People don't watch for that though.


----------



## John Cummings (Nov 17, 2010)

It is really a popularity contest. We voted 20 times Monday night for Bristol. The reason is that she started with absolutely no dance or entertainment experience. Jennifer is a professional entertainer as was Brandy. Jennifer also had considerable dance experience. We were completely turned off by Jennifer's constant whining. I also like Kyle. You can't help but love his personality. The contestant's professional dance partner also affects the public's voting.

DTWS is for entertainment and is not a legitimate contest. In a true competition ONLY the judges should determine the winners. Let's face it, if DTWS was serious about dancing they wouldn't have 80 year old contestants. 

We have watched DWTS since the first year it started.


----------



## T_R_Oglodyte (Nov 17, 2010)

# Data section
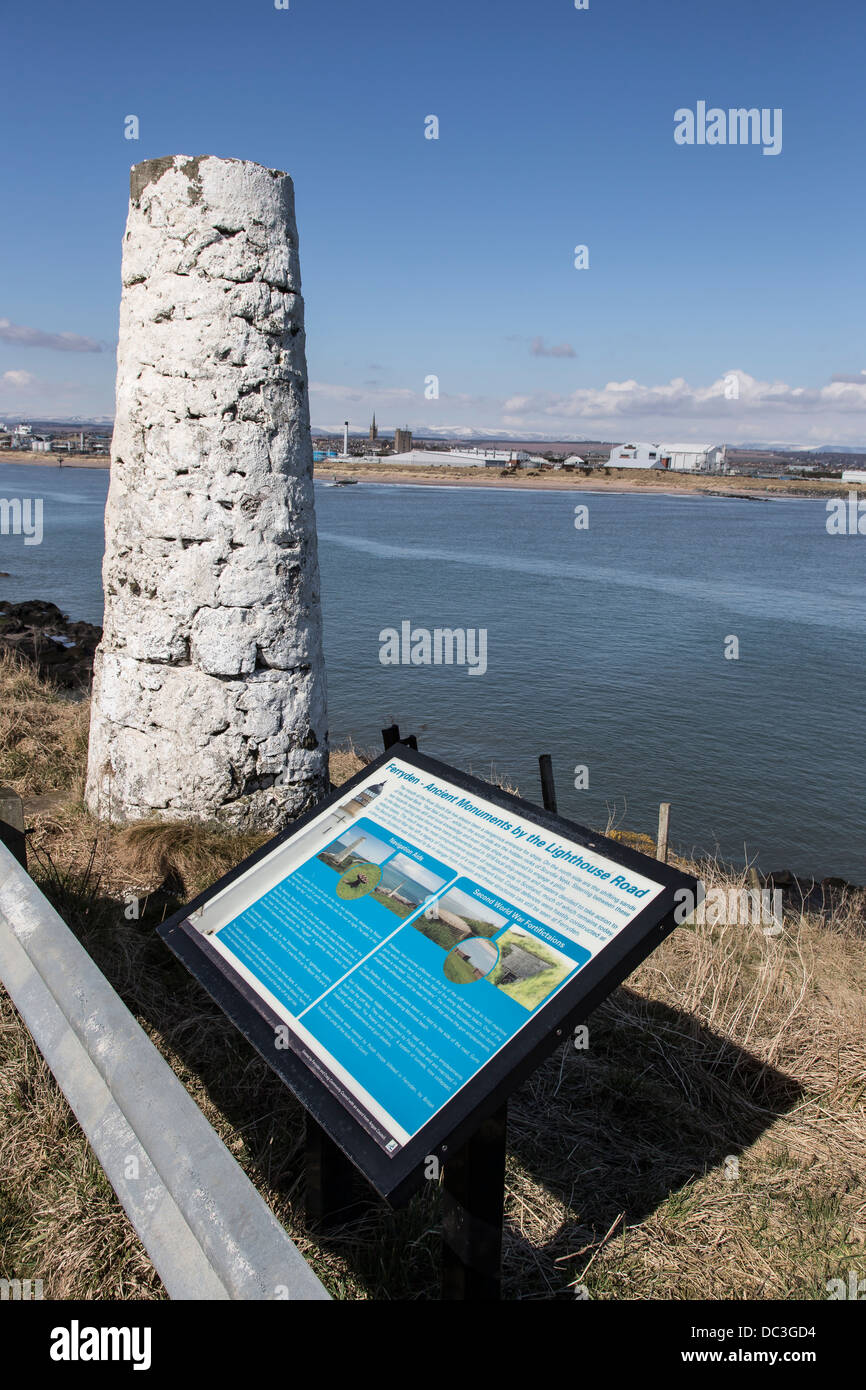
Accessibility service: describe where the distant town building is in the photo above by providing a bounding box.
[607,443,726,473]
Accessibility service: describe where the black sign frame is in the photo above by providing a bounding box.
[157,742,698,1207]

# Request
In the forum thread about the dance show, how many times did John Cummings say they voted Monday night, and for whom?

# The output
20 times, for Bristol.